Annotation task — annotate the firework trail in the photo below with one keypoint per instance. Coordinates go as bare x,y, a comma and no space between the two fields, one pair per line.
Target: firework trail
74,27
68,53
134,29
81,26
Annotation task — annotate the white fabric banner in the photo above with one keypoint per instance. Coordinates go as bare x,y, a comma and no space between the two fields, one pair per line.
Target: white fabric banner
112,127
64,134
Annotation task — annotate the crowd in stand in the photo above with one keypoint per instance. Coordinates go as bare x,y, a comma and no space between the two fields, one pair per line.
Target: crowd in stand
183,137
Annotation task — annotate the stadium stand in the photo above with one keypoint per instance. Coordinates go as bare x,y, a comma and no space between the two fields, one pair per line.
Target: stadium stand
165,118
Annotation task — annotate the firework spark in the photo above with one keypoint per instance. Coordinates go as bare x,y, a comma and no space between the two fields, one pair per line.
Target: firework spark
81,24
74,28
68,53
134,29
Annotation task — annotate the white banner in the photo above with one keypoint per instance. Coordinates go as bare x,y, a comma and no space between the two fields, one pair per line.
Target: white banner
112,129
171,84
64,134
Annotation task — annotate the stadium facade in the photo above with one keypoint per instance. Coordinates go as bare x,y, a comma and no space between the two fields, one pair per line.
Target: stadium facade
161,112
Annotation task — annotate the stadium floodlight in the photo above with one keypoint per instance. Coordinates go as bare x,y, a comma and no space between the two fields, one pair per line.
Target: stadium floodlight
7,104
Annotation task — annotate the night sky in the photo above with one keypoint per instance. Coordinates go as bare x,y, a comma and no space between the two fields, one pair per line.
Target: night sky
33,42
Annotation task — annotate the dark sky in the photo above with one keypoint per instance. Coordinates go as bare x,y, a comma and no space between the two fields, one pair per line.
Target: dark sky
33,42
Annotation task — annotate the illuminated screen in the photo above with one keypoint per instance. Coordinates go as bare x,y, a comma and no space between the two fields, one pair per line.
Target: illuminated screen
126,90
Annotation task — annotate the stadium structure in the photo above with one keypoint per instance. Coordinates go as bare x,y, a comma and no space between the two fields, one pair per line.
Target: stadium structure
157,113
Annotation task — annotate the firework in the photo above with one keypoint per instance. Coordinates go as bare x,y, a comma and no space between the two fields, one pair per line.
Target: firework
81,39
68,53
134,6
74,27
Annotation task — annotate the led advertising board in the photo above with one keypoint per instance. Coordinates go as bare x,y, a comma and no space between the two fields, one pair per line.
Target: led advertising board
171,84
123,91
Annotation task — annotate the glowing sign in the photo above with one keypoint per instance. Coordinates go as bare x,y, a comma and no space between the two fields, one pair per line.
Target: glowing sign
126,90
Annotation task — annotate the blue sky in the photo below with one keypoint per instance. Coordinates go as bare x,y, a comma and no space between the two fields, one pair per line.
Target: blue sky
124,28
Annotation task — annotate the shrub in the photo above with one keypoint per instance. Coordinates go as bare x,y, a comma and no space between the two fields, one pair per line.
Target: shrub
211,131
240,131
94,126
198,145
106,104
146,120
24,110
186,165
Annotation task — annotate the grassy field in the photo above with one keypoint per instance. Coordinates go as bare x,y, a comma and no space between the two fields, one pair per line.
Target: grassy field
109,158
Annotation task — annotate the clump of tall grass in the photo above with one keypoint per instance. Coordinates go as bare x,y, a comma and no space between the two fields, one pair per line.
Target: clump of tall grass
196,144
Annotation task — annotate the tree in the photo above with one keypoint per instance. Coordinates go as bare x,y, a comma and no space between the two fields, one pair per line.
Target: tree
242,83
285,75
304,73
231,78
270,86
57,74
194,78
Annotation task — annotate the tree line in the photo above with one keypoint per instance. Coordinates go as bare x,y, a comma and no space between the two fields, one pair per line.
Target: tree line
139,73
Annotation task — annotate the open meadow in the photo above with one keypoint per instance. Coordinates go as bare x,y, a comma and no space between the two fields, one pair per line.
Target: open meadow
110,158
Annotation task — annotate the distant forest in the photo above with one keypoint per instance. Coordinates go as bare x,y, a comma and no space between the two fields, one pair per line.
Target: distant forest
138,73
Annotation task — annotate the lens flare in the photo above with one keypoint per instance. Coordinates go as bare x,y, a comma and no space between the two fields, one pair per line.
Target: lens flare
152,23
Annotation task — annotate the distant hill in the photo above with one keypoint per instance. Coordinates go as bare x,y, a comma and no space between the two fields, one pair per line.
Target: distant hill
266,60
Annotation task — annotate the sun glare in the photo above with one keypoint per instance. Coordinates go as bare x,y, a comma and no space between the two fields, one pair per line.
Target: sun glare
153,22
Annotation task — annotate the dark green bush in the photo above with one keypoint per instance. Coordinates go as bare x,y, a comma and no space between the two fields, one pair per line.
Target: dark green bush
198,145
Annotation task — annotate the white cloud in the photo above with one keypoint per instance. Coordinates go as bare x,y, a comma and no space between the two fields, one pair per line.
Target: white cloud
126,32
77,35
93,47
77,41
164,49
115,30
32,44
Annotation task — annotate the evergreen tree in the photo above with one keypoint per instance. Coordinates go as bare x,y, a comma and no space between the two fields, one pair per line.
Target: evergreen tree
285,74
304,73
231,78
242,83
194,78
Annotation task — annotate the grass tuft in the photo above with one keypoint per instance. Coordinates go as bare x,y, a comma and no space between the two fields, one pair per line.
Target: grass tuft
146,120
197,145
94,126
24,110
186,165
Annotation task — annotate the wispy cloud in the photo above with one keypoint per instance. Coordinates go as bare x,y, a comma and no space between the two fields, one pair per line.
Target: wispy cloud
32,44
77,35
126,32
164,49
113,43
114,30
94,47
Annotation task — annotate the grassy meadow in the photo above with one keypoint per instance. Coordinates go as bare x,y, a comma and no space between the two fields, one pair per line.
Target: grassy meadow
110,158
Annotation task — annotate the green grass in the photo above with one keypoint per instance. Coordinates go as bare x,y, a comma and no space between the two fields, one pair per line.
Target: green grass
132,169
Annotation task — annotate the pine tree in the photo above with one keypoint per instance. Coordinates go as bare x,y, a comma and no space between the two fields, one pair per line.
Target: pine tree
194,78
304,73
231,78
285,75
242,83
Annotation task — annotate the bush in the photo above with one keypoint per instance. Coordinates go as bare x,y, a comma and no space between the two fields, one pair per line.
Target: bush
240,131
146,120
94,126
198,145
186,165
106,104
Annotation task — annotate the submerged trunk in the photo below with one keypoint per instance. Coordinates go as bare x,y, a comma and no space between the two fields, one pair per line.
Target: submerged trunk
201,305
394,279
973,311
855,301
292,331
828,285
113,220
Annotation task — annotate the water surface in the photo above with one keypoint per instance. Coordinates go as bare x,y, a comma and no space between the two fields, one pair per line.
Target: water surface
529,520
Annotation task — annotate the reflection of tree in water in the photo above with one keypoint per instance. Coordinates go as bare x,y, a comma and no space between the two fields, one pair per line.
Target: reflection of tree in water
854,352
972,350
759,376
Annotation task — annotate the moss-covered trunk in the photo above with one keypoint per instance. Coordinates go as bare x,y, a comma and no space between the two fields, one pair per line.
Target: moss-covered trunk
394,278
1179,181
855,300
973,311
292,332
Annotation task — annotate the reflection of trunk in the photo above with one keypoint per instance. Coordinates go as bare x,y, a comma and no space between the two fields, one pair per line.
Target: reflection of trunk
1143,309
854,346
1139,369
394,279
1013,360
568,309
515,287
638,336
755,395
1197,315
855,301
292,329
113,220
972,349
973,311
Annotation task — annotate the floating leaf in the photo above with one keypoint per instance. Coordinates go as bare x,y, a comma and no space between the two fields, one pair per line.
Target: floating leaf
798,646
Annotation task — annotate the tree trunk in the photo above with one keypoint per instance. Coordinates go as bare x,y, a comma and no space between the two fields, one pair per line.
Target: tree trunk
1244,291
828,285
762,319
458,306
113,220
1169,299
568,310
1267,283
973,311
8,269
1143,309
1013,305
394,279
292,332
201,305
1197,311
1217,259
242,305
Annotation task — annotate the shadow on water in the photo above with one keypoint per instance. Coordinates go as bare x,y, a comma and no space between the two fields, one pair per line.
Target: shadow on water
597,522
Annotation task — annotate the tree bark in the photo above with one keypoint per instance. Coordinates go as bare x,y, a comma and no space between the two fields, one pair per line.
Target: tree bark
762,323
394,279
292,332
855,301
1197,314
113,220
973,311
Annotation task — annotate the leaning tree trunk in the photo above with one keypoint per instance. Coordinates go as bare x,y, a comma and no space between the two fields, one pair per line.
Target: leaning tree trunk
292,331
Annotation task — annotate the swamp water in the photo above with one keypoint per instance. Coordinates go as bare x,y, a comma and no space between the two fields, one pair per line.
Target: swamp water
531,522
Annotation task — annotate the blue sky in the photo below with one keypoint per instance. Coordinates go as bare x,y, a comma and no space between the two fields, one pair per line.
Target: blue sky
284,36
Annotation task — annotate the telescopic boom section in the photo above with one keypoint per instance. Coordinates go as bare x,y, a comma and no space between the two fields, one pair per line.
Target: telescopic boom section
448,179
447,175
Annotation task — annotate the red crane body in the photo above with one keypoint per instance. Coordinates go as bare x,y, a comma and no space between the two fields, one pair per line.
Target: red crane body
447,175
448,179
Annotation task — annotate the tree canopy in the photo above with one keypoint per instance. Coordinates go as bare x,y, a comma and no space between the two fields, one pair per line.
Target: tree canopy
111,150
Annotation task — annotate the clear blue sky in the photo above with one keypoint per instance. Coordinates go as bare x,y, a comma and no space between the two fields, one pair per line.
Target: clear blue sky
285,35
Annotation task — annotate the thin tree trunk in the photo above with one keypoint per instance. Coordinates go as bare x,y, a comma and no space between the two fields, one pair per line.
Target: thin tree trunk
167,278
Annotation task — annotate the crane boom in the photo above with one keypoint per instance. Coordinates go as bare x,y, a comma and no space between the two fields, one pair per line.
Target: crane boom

•••

## Requirements:
Only the lines from the one containing "Annotation task — annotate the telescopic" to the end of the records should be repeated, exactly as they appear.

## Solved problem:
Annotation task — annotate the telescopic boom section in the photo above with one keypoint per instance. Coordinates go as bare x,y, a comma and no space between the two fields, one pair per line.
Target: telescopic boom section
448,179
447,175
Annotation task — annotate the red crane body in the photo above with one keypoint per instance. Coordinates go as bare x,y, a comma and no space between the two fields, one pair per line.
Target: red crane body
447,175
448,179
Annotation task — annotate the tree canopy in the photo above with one keypoint per instance. Coordinates go as bare x,y, a comma and no space between the two fields, one pair per line.
Target: tree canopy
111,150
Annotation task — annotate the clear blue sky in the photo above with one keypoint per instance. Coordinates go as bare x,y, a comma and no space between the two fields, one pair per line.
Target: clear blue sky
285,35
Annotation task — annotate the thin tree trunk in the photo above with one keypoint per instance. Coordinates go as bare x,y, a comma and no space between the two fields, one pair per line.
Target: thin tree trunk
167,278
Annotation task — annotate the crane boom in the photo above with one keypoint per instance. Coordinates go as bare x,y, a comma and no space between the two fields, one pair per line.
Target: crane boom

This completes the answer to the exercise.